» What you will do: Select all lines in the records that include "trailer".

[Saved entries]
◆ ◆ ◆ ◆ ◆ ◆ ◆
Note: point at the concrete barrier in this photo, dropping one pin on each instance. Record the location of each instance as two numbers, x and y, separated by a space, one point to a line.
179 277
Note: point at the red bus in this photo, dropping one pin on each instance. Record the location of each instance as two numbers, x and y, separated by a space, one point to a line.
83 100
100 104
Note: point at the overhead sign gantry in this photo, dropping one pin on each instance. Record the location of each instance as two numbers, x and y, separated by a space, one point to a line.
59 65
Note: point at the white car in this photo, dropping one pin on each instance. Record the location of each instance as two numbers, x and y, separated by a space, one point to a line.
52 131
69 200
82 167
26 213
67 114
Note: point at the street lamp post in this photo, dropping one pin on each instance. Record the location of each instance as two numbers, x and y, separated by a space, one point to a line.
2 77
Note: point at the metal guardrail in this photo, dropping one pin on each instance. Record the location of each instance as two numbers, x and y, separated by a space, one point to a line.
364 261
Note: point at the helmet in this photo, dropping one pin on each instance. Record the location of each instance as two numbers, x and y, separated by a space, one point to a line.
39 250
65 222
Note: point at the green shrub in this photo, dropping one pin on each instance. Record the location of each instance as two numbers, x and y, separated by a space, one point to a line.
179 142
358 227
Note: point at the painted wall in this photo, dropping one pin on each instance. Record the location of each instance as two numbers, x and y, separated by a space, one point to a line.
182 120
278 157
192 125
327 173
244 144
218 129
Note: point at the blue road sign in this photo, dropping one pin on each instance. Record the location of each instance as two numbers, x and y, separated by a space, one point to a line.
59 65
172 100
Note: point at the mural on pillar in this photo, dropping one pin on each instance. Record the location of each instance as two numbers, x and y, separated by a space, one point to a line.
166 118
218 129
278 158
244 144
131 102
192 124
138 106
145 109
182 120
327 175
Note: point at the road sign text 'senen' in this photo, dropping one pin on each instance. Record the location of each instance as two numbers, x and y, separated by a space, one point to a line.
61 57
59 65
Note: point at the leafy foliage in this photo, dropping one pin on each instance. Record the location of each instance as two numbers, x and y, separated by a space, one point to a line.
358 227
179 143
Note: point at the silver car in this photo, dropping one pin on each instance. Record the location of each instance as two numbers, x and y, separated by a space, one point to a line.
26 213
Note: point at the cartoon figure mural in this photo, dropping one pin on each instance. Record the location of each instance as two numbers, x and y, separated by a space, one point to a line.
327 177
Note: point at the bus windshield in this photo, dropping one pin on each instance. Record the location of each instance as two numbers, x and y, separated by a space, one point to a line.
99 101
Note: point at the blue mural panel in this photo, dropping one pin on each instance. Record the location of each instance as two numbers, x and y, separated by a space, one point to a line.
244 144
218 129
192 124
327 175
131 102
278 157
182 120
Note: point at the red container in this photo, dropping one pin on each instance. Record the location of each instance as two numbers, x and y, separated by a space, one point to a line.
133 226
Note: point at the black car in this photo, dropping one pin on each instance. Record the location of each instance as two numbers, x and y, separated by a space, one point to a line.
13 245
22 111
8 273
◆ ◆ ◆ ◆ ◆ ◆ ◆
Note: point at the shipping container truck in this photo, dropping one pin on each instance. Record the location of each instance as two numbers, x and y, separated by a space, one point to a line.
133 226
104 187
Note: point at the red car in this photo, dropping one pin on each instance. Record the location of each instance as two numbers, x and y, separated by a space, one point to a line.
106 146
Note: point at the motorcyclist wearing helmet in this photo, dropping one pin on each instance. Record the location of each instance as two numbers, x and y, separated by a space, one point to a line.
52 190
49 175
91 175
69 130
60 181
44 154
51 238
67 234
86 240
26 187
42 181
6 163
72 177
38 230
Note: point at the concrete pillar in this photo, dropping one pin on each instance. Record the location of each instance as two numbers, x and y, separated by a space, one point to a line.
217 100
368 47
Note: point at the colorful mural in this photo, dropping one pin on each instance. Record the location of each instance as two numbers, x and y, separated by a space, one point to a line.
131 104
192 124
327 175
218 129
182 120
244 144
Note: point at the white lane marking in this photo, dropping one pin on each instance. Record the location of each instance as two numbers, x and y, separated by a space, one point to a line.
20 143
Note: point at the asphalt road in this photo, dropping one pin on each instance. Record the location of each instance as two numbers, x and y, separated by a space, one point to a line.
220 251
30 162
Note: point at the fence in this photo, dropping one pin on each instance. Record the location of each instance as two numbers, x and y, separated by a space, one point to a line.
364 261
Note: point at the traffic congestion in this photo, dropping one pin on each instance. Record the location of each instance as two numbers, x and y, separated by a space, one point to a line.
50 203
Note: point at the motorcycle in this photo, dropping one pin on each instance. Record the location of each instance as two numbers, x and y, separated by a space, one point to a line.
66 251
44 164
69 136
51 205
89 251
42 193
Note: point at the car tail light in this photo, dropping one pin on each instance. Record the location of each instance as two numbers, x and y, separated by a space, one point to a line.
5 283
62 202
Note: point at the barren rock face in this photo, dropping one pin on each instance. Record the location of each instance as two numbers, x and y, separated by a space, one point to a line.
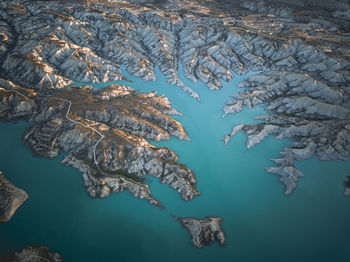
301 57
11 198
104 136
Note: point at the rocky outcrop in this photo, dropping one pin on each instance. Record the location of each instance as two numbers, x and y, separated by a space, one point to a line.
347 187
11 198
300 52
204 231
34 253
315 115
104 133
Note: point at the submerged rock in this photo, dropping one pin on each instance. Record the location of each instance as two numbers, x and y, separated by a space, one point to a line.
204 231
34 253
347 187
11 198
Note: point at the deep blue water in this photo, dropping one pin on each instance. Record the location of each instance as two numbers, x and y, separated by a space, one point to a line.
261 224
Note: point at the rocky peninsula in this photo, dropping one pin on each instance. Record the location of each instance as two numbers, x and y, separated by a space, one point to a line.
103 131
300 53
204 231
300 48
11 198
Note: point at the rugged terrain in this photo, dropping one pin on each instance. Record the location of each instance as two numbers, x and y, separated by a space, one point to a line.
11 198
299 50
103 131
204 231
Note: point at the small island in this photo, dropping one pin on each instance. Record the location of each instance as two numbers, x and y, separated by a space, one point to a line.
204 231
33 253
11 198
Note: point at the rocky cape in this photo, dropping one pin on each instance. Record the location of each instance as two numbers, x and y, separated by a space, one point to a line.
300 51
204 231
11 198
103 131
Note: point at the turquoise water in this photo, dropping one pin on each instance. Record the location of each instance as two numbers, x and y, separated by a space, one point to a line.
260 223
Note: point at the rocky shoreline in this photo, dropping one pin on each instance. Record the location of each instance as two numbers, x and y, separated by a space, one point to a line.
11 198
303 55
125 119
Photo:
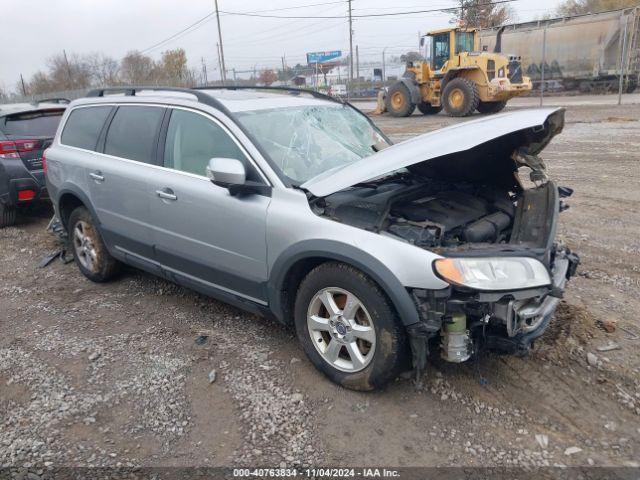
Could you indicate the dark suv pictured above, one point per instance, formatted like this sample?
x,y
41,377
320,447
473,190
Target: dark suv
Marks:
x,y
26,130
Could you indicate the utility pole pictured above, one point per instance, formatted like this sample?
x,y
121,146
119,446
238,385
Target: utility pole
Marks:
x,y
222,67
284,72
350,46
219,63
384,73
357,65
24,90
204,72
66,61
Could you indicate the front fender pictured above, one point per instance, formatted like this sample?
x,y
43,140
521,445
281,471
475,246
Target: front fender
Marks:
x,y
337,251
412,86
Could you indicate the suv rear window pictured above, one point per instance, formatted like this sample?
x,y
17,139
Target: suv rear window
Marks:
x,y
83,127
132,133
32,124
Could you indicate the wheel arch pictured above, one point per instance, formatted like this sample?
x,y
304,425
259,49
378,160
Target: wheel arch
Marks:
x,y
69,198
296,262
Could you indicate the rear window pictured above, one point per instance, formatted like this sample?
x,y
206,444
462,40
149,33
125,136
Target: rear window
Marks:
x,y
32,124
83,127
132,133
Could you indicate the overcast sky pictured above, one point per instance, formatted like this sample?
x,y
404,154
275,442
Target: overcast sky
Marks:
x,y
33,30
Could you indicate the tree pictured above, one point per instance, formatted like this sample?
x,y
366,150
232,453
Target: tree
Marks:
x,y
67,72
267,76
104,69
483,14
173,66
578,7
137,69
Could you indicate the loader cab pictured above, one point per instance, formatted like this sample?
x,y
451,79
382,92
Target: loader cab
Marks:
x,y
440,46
◆ ◆ ◆ ◆ ◆ ◆ ◆
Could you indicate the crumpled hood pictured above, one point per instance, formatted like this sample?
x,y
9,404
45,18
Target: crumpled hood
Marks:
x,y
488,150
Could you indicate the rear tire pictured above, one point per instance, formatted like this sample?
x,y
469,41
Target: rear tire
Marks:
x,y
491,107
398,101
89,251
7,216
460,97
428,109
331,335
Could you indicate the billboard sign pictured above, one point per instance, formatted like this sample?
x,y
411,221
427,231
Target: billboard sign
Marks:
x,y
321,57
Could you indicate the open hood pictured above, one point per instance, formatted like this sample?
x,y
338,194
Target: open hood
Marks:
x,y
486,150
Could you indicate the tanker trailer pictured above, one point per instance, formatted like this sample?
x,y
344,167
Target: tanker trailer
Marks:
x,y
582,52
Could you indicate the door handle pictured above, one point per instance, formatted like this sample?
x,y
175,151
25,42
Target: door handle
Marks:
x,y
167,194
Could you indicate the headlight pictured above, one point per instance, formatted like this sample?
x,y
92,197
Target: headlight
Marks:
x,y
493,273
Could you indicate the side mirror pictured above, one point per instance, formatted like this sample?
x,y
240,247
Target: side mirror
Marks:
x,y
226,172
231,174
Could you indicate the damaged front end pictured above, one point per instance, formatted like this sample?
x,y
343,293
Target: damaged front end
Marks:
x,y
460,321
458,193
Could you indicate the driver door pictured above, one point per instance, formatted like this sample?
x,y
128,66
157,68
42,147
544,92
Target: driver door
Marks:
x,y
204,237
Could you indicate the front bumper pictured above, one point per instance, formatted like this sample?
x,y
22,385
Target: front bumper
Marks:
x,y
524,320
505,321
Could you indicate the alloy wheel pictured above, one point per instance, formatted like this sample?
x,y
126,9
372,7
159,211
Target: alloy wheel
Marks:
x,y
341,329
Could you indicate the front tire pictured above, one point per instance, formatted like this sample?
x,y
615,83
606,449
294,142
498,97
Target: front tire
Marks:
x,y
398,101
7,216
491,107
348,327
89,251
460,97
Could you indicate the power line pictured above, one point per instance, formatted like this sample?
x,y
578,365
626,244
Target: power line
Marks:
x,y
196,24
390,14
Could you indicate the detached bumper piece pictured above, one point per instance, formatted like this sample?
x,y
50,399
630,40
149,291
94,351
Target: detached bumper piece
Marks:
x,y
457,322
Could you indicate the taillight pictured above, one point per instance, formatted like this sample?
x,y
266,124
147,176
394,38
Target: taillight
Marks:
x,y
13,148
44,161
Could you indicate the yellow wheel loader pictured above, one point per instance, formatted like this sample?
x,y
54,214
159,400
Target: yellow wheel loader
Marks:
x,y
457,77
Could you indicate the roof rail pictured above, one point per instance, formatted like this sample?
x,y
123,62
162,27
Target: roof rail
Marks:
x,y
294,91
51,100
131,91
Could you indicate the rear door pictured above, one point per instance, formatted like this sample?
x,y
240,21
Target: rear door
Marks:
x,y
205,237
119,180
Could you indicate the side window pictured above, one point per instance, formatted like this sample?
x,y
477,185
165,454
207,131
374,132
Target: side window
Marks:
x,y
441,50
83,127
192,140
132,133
◆ ◆ ◆ ◆ ◆ ◆ ◆
» Worked solution:
Could you indicate the tanker trailer pictured above, one point per instance, formatted like this sample?
Target: tanker trailer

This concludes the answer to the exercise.